#### [Information supplied]
## Begin

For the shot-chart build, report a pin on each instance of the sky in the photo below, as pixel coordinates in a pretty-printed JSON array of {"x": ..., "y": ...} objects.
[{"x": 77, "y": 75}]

## End
## Begin

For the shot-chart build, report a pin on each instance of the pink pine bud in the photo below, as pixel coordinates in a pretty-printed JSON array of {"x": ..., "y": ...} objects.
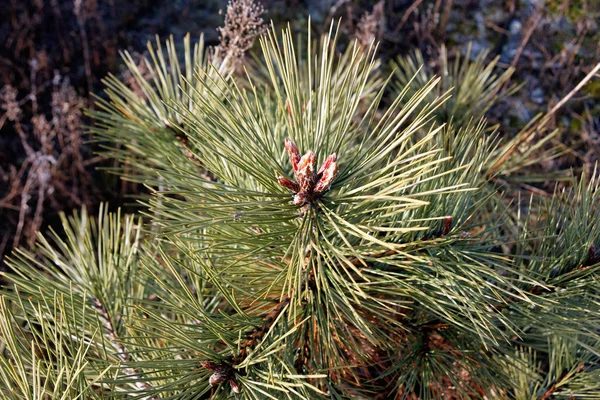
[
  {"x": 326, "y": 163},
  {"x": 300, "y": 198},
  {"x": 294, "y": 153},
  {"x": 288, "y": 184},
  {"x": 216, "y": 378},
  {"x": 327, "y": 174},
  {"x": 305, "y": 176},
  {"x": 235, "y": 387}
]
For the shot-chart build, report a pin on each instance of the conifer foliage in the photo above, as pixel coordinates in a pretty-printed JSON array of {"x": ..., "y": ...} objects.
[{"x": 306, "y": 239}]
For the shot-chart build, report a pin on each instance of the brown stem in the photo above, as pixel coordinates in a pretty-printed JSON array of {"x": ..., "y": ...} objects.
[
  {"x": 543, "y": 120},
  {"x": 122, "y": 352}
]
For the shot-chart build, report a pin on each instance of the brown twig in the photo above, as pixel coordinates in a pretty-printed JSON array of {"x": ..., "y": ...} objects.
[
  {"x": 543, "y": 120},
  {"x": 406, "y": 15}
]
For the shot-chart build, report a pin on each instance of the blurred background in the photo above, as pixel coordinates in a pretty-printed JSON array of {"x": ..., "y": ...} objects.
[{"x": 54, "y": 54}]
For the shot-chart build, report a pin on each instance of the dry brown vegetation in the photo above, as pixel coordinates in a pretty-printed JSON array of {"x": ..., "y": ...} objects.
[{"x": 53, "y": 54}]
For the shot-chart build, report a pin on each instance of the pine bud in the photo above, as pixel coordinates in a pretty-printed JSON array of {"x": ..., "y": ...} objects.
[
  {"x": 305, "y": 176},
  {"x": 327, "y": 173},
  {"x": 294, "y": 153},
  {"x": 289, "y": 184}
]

## End

Count the lines in the material above that contain the string "pine", treating uppercase and lowercase as different, and reply with the number alone.

2